### PASAJE PROPORCIONADO
::::

9. Por esta demostración no sería mucho que Reyes quedase receloso de las astucias de este sujeto que había afectado siempre la independencia; pero como reconocía su mucho poder y valimiento en la República, disimulaba; y conociendo Ávalos que era temido, se tomaba cada día mayor licencia. Cuando no hay fuerzas para el castigo del súbdito, es forzoso valerse de la condescendencia; pero esto mismo requiere arte porque no se alcanza la flaqueza del que gobierna; pues si se llega a conocer nace de miedo o falta de poder, se hace más osado el delincuente, como sucedió en esta ocasión con Ávalos, principalmente que le parecía tener bastante con que hacer guerra al gobernador en algunas de sus operaciones. Por tanto no temió ya concurrir a la formación del escrito de Ocampo, que había de desazonar precisamente al gobernador, y descubierto por autor único de él, conoció Reyes cuánto podía temer de aquel autorizado émulo. Ojalá, que como conoció lo que le debía temer, hubiera moderado sus acciones de manera que no hubiera tenido de qué asirse; pero no se templó, como debiera, y Ávalos, quitándose la máscara del disimulo, trató de asegurarse más la amistad de   —11→   algunos vecinos principales, portándose a las claras como enemigo del gobernador.

::::

### INSTRUCCIÓN
Retoma el pasaje sobre la enemistad entre Ávalos y el gobernador Reyes y continúalo a partir de su última oración.

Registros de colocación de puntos
::::

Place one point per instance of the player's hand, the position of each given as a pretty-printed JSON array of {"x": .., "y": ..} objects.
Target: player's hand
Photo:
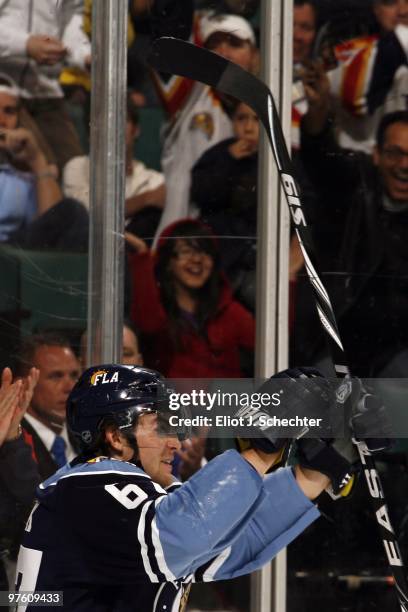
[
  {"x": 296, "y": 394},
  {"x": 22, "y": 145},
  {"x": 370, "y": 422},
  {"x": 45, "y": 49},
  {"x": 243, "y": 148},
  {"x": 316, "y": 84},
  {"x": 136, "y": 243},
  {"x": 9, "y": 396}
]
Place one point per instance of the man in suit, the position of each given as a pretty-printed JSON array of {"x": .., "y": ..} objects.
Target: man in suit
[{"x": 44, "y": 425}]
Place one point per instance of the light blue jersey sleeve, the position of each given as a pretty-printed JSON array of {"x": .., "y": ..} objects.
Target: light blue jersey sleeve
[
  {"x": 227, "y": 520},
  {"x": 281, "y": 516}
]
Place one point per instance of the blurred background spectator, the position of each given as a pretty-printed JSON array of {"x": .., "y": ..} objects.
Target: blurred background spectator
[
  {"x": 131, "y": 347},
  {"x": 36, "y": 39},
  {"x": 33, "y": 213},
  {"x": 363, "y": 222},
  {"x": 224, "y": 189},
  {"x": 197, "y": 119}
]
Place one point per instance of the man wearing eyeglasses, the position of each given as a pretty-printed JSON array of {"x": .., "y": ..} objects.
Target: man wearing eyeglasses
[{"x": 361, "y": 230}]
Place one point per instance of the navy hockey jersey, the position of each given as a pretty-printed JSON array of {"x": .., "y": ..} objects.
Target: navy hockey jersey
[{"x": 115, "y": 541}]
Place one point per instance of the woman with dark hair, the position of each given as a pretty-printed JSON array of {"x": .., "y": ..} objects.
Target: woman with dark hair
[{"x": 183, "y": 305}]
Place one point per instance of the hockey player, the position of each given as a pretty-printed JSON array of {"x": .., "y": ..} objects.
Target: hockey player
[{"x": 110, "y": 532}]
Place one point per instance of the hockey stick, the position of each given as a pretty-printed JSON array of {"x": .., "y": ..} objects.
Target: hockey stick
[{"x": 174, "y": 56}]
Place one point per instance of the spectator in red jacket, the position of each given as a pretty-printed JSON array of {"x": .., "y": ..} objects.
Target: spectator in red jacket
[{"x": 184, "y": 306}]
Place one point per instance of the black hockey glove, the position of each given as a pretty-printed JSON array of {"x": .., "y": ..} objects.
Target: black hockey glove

::::

### RESULTADO
10. Con quien principalmente estrechó más la alianza fue con don José de Urrunaga, regidor también de la ciudad, sujeto muy caviloso, y que con ser extraño, pues era de nación vizcaíno, estaba emparentado por su mujer con muchos principales. Fiados, pues, Ávalos y Urrunaga en lo numeroso de su séquito, hacían poco caso del gobernador; y porque éste amparó según justicia a una pobre viuda desvalida en la posesión de un solar, de que inicuamente la quería despojar el suegro de Urrunaga, tuvieron éste y Ávalos osadía de ir a casa del gobernador, y usar con él algunas mayorías con voces descompuestas, hasta llegar a amenazarle que habían de deponerle del gobierno. Aun esta demasía les toleró sufrido Reyes, sin pasar al castigo que merecía tamaño desacato, quizá porque se veía con poco poder, cuando aun los mismos suyos le trataban con despego por la soberanía con que por otra parte se portaba; pero aunque por entonces se entendió con el disimulo, iba atesorando ira en su pecho y los contrarios crecían siempre en su aversión.

11. Ésta fomentó de nuevo un caso, con que el gobernador los dejó muy ofendidos por materia de intereses, y muy desairados en su punto. Don Antonio Ruiz de Arellano, natural de Tudela en el Reino de Navarra, y casado en el Paraguay con hija del mencionado Ávalos, sujeto de las mismas trazas y genio caviloso que su suegro, se hallaba juez de comisión para el ajuste de las cuentas de Hacienda Real, y concluidas quiso, con pretexto de remitir a Buenos Aires el cajón de los autos obrados en virtud de su comisión, que el gobernador le concediese indios para marineros de un barco, en que a vuelta de los autos disponía despachar porción de hacienda propia para conducirla al Perú. Pudiera el gobernador conceder sin reparo lo que pedía este sujeto; pero como se hallaba ofendido no estaba para gracias, antes bien anduvo tan lejos de condescender con su deseo que le quitó el cajón de los autos, alegando le tocaba a él su despacho a Buenos Aires, por ser cosa perteneciente al servicio de Su Majestad y a sus haberes reales, y hubo al fin de ceder Arellano.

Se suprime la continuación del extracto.